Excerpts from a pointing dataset
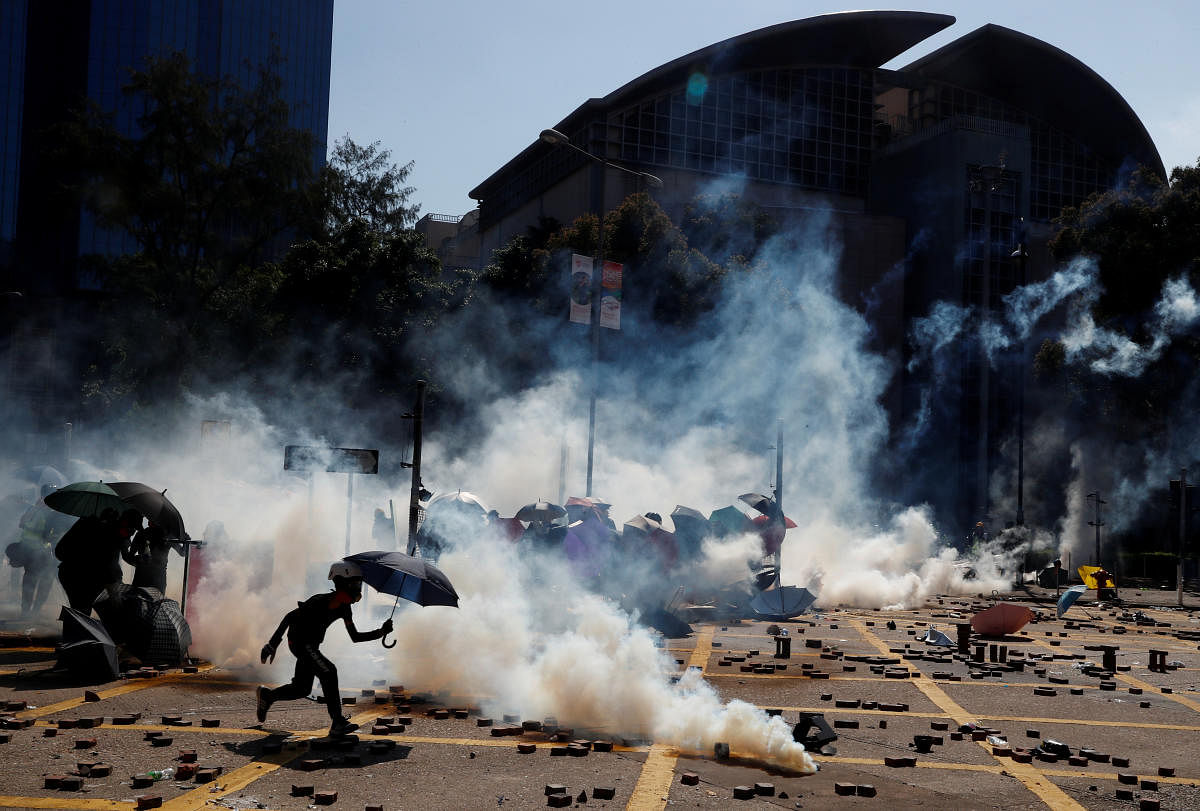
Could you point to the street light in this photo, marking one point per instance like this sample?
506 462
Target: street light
1097 523
1020 254
556 138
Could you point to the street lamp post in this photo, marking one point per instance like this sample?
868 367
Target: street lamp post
557 138
1021 256
1097 523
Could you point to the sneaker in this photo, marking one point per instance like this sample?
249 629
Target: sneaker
264 703
341 727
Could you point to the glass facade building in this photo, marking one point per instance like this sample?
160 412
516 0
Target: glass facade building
54 55
966 154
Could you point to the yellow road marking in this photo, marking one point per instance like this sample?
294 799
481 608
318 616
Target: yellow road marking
1049 793
231 781
61 803
654 782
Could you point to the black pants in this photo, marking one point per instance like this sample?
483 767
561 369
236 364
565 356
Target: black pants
311 664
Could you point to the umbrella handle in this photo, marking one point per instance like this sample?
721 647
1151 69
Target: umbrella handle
383 640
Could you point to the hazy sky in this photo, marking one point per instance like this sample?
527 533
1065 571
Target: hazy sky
460 88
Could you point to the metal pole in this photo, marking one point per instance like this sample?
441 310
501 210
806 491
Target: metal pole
597 272
349 508
562 472
1183 529
414 497
1021 256
778 518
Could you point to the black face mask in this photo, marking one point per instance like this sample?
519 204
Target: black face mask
351 587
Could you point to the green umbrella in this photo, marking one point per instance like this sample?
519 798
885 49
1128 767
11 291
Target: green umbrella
85 498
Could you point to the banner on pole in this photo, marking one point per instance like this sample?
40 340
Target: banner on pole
581 289
610 294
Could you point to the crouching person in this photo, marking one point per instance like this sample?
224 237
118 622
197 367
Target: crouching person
306 626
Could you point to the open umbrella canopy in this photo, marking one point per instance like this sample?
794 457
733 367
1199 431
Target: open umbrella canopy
540 511
407 577
783 604
88 652
1001 619
641 526
459 498
90 498
154 505
761 503
85 498
1068 598
730 521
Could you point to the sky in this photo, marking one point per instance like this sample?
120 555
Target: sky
460 88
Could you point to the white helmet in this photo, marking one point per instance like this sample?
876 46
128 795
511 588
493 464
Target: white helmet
345 569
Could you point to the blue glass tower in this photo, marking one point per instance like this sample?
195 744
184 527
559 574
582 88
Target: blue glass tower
55 54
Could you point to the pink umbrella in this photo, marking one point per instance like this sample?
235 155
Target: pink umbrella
1001 619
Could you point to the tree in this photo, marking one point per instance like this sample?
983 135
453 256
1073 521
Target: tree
207 191
361 184
365 283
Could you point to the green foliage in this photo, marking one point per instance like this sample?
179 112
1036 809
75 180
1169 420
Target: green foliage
1140 235
361 184
205 193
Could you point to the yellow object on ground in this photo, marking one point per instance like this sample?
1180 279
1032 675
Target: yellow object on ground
1095 577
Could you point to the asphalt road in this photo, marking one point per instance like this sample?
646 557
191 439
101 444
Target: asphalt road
876 684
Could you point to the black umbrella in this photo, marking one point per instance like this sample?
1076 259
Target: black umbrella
763 504
87 650
540 511
154 505
405 576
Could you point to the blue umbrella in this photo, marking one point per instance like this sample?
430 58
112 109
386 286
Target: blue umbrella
405 576
1068 598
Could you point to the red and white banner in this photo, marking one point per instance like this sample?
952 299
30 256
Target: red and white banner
610 294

Exercise goal >>
Write out all of the material above line for line, with no changes to its wording or numbers. Leave the pictures out.

Task output >>
Could you point to the street light in this photo, marking one point per instance like this sample?
506 462
Target: street light
1097 523
1020 254
556 138
Could you point to the street lamp post in this photo, marking one point per instance like this sample?
868 367
Target: street lamp post
557 138
1021 256
1097 523
Could you point to the sneaker in this photo, marking one point per instance like this sample?
249 629
Target: sneaker
264 703
341 727
Could you point to the glass facade building in this photo, marking one point per instance like this sample?
160 412
516 0
Target: glass facade building
54 55
966 154
Could you point to the yellow road marking in this photo, marking one point per instance like this sample?
294 799
481 608
318 616
Target: yellow road marking
1049 793
231 781
61 803
654 782
Could you point to the black pants in this photo, marking one point per instance like this sample?
483 767
561 369
236 364
565 356
Target: black pants
311 664
Could you point to the umbrella handle in this photo, marking one point per instance like this sample?
721 647
1151 69
Target: umbrella handle
383 640
Could you point to the hazy sky in this photo, marking one point per instance like this sample?
527 533
1065 571
Target: hazy sky
460 88
Could you point to the metal pole in this photo, marking one point per instance like this sample?
441 310
501 210
806 491
Target: metal pole
597 272
349 508
562 472
1183 529
414 497
1021 256
778 518
Could you point to the black face mask in this photo, marking one point per instance like this sample?
519 204
Target: black face mask
351 587
Could you point to the green umbrella in this photo, marking one point per instance like this sample?
519 798
885 49
1128 767
11 291
Target: green umbrella
85 498
Could you point to the banner on pole in this photo, marking one point per instance like this sample?
40 340
Target: banner on pole
581 289
610 294
Could you point to the crouching person in this photo, marking one point per instance like this sample?
224 237
118 622
197 367
Target: crouching person
306 626
Could you point to the open umbrella canopy in this photo, marking one point per instance like this sample?
794 457
733 367
1199 431
Target: open umbrella canopy
540 511
407 577
783 604
88 652
1001 619
641 526
459 498
90 498
154 505
761 503
85 498
1068 598
730 521
Could you point to the sky in this photo, marking one point per instance like this sample?
120 555
Target: sky
460 88
Could you point to the white helmet in this photo, marking one point per instance like this sample?
876 46
128 795
511 588
493 464
Target: white helmet
345 569
Could you point to the blue glass tower in this photo, marking one point per instance like this sample?
195 744
184 527
559 574
582 88
Target: blue glass tower
55 54
Could you point to the pink umbrella in this photo, marking one point per instance like this sample?
235 155
Target: pink umbrella
1001 619
Could you point to the tree in this photo, marking one point per instance like this sample?
983 135
453 256
1073 521
Target: tree
207 191
361 184
365 283
Could you point to the green foliage in this photo, marking one point per instance like this sample?
179 112
1036 809
75 180
1169 420
Target: green foliage
1140 235
361 184
205 193
Could you point to the yellow object on ground in this photo, marking one point per instance like this sample?
1180 279
1032 675
Target: yellow object on ground
1095 577
Could you point to the asphalt road in this photo, marking one point per instance like this sample?
646 557
191 439
101 444
Target: asphalt road
876 684
Could you point to the black umbrella in this photo, marking one point per instance like this sample?
1076 259
Target: black umbrella
763 504
87 650
540 511
154 505
405 576
Could you point to the blue umbrella in this photo, marking one point per instance like this sample?
430 58
112 109
386 286
Target: blue umbrella
405 576
1068 598
Could you point to the red and white banner in this photo, marking one point per instance like this sample?
952 299
30 256
Target: red and white banner
610 294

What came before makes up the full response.